**EXERCISE INPUTS**.
.....

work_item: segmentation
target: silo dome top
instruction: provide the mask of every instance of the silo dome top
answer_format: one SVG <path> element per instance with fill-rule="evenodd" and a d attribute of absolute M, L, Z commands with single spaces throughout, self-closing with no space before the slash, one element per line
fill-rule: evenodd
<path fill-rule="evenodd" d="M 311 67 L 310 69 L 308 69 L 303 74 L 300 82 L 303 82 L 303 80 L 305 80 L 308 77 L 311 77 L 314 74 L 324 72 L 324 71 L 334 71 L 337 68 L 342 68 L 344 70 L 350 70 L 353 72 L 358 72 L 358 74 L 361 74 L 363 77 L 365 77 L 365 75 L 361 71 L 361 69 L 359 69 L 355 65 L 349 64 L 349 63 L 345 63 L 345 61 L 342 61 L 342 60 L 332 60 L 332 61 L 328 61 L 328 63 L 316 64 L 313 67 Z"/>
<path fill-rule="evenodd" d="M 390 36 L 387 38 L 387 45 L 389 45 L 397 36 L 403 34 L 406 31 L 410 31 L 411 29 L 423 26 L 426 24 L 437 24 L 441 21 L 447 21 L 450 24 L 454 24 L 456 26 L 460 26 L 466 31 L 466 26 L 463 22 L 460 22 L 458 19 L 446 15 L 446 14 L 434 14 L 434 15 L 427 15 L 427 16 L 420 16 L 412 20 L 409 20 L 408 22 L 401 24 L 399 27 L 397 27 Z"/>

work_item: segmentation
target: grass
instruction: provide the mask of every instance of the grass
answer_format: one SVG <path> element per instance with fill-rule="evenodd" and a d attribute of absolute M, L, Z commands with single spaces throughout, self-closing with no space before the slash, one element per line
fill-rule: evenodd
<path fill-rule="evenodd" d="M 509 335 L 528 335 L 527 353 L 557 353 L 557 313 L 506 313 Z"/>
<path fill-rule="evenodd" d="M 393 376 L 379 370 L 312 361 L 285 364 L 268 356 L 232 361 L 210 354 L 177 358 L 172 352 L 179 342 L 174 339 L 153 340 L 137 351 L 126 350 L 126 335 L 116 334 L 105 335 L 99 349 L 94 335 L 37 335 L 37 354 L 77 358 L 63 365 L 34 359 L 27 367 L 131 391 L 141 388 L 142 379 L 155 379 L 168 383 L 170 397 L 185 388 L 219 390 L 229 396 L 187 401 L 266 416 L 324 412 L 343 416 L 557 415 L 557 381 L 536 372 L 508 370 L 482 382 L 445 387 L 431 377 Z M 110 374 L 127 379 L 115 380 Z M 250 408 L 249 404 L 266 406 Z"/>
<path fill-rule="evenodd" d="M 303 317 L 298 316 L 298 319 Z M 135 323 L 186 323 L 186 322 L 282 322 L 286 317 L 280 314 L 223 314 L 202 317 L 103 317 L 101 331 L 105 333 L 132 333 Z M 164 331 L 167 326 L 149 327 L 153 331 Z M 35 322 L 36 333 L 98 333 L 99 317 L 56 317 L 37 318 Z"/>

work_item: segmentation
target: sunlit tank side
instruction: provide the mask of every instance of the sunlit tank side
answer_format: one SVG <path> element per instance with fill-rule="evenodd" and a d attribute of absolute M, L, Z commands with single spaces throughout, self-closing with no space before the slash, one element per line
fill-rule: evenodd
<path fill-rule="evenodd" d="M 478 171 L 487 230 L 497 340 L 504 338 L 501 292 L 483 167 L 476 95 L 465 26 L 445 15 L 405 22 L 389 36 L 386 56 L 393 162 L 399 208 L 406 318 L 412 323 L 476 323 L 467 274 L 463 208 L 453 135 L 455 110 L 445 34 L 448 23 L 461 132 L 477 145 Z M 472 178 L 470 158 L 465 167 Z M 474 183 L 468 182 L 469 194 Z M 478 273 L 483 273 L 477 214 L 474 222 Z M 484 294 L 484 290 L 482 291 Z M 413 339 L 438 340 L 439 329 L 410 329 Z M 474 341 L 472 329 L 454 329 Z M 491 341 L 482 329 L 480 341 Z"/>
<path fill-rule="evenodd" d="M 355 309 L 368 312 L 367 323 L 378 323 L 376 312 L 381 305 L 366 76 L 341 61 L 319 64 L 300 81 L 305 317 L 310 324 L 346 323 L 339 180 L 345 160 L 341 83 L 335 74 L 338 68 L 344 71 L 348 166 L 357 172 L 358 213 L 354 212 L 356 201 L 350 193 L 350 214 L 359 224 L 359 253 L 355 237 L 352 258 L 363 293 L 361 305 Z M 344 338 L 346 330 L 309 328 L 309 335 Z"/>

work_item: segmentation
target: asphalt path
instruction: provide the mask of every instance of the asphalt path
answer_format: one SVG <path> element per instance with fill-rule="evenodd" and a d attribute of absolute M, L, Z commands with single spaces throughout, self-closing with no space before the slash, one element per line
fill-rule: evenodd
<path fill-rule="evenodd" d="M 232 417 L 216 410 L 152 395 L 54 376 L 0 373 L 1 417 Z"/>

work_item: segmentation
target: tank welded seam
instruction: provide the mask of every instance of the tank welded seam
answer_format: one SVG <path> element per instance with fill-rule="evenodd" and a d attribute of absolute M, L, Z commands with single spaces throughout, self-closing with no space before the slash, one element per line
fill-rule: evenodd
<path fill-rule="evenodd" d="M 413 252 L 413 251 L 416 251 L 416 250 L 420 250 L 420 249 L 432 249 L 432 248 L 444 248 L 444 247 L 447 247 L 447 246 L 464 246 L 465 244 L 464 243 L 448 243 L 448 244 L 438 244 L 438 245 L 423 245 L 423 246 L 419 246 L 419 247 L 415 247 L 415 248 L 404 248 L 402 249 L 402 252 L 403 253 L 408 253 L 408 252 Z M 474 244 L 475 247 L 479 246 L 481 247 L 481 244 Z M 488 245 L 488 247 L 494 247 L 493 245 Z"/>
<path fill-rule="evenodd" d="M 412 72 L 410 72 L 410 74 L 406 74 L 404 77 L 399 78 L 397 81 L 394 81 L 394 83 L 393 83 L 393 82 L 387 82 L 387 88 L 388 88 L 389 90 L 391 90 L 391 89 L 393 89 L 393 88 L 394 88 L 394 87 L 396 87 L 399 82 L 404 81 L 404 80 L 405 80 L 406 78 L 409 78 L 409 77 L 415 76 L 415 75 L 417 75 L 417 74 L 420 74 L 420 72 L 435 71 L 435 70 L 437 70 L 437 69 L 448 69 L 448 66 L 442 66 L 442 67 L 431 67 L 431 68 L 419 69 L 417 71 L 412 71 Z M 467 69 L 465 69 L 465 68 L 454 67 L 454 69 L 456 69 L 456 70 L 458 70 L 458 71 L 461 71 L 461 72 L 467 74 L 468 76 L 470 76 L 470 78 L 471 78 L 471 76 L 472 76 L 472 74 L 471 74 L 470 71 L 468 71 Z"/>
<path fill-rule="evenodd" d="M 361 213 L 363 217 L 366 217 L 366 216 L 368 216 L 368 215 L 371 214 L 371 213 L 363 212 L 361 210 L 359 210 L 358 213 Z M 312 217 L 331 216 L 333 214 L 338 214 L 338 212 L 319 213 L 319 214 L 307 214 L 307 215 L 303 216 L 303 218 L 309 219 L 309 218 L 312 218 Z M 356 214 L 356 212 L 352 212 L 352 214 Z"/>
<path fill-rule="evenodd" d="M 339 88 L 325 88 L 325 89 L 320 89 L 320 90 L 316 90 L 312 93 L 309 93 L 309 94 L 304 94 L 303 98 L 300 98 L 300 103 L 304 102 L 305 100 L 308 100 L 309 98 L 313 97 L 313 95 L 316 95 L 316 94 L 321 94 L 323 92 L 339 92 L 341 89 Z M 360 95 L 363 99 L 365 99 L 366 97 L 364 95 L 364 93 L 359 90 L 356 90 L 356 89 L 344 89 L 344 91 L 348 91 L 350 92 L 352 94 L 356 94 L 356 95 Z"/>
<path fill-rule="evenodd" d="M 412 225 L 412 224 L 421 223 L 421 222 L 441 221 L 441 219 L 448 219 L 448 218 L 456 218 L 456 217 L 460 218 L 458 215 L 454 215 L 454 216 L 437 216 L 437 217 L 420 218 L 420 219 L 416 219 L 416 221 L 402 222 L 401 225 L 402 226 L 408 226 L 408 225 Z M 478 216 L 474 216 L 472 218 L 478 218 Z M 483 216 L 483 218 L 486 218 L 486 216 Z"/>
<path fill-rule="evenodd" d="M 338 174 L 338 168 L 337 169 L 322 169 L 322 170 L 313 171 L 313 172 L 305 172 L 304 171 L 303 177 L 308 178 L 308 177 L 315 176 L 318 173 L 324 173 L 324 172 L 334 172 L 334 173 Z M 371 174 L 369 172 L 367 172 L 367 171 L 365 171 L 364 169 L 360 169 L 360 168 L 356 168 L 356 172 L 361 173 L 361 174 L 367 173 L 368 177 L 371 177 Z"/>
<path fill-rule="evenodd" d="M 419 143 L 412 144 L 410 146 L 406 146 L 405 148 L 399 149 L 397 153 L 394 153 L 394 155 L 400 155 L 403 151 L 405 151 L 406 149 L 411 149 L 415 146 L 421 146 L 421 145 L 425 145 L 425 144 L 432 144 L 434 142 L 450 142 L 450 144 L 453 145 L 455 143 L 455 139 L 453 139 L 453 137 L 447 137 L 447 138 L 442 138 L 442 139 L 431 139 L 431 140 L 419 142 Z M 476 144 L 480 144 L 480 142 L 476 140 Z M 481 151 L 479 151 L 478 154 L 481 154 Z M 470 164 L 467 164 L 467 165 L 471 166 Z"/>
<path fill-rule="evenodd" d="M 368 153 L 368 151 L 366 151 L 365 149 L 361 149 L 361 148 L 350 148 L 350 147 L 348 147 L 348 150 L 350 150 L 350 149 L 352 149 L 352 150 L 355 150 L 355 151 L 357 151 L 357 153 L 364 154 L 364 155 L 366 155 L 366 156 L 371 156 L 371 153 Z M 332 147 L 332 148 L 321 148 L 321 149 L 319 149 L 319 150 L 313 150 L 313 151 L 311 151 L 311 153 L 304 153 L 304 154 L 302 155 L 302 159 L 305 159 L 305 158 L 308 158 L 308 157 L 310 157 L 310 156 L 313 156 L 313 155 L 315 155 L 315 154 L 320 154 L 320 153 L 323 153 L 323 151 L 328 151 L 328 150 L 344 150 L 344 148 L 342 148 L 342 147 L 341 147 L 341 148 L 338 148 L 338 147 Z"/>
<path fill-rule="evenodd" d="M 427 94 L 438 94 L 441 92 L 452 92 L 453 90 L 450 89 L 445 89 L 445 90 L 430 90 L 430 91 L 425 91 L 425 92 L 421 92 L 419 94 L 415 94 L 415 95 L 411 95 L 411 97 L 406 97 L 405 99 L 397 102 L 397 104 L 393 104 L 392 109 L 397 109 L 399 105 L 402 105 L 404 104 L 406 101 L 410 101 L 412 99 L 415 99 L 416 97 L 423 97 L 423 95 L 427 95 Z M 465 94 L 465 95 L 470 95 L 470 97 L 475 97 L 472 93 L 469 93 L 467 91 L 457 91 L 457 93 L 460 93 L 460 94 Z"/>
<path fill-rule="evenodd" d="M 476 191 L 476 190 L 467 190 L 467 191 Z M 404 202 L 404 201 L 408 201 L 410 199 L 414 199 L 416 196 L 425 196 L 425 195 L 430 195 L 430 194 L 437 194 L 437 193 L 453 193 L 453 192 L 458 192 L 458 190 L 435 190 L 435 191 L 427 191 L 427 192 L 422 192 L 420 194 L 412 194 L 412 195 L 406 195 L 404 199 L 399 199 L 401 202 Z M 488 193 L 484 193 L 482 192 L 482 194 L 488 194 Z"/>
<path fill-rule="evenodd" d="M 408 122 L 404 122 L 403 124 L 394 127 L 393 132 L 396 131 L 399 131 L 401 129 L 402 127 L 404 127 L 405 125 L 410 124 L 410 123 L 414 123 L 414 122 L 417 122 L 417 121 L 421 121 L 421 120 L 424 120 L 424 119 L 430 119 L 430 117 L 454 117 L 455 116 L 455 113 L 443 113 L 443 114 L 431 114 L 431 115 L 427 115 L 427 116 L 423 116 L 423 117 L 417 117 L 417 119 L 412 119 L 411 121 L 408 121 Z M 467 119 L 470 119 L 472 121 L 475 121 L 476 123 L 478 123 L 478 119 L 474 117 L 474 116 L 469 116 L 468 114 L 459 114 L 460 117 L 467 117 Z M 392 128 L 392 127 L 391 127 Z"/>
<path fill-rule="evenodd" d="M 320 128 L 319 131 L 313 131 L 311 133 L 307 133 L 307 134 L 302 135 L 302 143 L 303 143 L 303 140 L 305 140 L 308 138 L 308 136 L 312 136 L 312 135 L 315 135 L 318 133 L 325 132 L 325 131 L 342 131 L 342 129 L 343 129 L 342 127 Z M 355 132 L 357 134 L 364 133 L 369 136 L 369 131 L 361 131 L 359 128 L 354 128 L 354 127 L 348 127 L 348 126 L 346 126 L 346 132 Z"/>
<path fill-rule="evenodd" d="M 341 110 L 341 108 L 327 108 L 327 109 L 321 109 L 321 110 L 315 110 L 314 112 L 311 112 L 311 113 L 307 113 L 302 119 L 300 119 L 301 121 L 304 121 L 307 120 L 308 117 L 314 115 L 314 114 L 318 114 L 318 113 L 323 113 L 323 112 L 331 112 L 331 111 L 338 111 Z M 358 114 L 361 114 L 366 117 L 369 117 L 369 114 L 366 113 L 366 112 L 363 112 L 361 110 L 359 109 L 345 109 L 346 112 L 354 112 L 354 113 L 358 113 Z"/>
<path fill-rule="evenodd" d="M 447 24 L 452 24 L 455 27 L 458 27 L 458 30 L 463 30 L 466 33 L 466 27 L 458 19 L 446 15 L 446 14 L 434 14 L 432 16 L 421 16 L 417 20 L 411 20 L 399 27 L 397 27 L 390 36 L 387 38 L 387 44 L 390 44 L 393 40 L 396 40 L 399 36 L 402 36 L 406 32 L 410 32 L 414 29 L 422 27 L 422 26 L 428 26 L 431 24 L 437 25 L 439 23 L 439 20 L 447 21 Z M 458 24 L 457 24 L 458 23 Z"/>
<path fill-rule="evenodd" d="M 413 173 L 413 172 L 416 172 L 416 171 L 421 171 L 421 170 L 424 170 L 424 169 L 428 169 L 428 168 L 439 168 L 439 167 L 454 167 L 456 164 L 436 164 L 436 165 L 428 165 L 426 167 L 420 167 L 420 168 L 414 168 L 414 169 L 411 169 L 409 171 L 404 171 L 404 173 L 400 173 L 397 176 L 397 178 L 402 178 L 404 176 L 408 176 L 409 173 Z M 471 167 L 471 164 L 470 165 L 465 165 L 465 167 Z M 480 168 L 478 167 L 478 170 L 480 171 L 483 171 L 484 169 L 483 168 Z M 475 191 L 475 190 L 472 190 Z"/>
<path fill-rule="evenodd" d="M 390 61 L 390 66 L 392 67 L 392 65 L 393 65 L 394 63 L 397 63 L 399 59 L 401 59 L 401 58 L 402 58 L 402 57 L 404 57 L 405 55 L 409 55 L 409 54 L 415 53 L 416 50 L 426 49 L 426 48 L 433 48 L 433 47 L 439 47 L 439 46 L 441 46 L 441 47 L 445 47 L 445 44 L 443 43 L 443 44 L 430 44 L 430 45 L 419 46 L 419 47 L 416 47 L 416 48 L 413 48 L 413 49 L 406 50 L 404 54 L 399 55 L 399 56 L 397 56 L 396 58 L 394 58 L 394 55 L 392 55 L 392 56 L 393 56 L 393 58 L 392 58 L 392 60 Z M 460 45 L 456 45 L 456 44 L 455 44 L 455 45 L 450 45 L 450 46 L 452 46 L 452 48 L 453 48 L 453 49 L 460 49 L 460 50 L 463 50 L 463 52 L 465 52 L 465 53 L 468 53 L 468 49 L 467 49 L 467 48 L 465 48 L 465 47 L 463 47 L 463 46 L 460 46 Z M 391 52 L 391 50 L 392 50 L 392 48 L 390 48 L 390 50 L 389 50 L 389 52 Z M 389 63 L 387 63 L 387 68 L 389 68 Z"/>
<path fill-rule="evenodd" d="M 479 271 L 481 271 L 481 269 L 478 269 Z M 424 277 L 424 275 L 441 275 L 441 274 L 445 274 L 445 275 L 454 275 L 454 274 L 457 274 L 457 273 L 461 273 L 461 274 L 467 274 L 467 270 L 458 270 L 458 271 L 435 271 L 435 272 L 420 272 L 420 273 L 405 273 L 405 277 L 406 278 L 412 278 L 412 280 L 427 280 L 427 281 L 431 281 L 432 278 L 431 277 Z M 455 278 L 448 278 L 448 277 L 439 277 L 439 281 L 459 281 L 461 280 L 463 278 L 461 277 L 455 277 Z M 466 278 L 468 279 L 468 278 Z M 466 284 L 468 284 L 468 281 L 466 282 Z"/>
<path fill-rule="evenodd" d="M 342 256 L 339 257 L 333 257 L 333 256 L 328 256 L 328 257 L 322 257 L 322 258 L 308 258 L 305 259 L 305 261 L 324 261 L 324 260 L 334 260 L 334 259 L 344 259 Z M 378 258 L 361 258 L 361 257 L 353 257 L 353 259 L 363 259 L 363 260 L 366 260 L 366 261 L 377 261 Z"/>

.....

**REQUEST**.
Please return, unchanged and in order, every line of the rows above, from the first line down to the line containing "303 317 L 298", with both ends included.

**THE ANSWER**.
work_item: segmentation
target: silo dome top
instruction: provide the mask of every instance of the silo dome top
answer_format: one SVG <path> element per instance with fill-rule="evenodd" and a d attribute of absolute M, L, Z commands with single spaces throughout, self-closing with no space before the slash, one element per line
fill-rule: evenodd
<path fill-rule="evenodd" d="M 311 67 L 310 69 L 308 69 L 303 74 L 300 82 L 303 82 L 303 80 L 305 80 L 308 77 L 311 77 L 314 74 L 324 72 L 324 71 L 334 71 L 337 68 L 342 68 L 344 70 L 350 70 L 353 72 L 358 72 L 358 74 L 361 74 L 363 77 L 365 77 L 365 75 L 361 71 L 361 69 L 359 69 L 355 65 L 349 64 L 349 63 L 345 63 L 345 61 L 342 61 L 342 60 L 332 60 L 332 61 L 328 61 L 328 63 L 316 64 L 313 67 Z"/>
<path fill-rule="evenodd" d="M 390 36 L 387 38 L 387 45 L 389 45 L 397 36 L 403 34 L 406 31 L 410 31 L 411 29 L 423 26 L 426 24 L 437 24 L 441 21 L 447 21 L 450 24 L 454 24 L 456 26 L 460 26 L 466 31 L 466 26 L 463 22 L 460 22 L 458 19 L 446 15 L 446 14 L 434 14 L 434 15 L 427 15 L 427 16 L 420 16 L 412 20 L 409 20 L 408 22 L 401 24 L 399 27 L 397 27 Z"/>

work_item: segmentation
target: grass
instruction: provide the mask of every instance of the grass
answer_format: one SVG <path> element per instance with fill-rule="evenodd" and a d attribute of absolute M, L, Z commands with single spaces throughout, self-closing with no space before the slash, one element per line
fill-rule: evenodd
<path fill-rule="evenodd" d="M 509 335 L 528 335 L 527 353 L 557 353 L 557 313 L 506 313 Z"/>
<path fill-rule="evenodd" d="M 393 376 L 379 370 L 312 361 L 285 364 L 268 356 L 232 361 L 210 354 L 177 358 L 172 352 L 179 342 L 174 339 L 153 340 L 137 351 L 126 350 L 126 335 L 116 334 L 105 335 L 99 349 L 94 335 L 37 335 L 37 354 L 77 358 L 63 365 L 34 359 L 27 367 L 131 391 L 141 388 L 142 379 L 155 379 L 168 383 L 170 397 L 185 388 L 219 390 L 229 396 L 187 401 L 266 416 L 324 412 L 343 416 L 557 415 L 557 381 L 536 372 L 508 370 L 482 382 L 445 387 L 431 377 Z M 110 374 L 127 379 L 115 380 Z M 250 408 L 249 404 L 266 406 Z"/>
<path fill-rule="evenodd" d="M 303 317 L 298 316 L 298 319 Z M 135 323 L 186 323 L 186 322 L 282 322 L 286 317 L 280 314 L 223 314 L 202 317 L 103 317 L 101 331 L 105 333 L 132 333 Z M 164 331 L 167 326 L 149 327 L 153 331 Z M 35 322 L 36 333 L 98 333 L 99 317 L 56 317 L 37 318 Z"/>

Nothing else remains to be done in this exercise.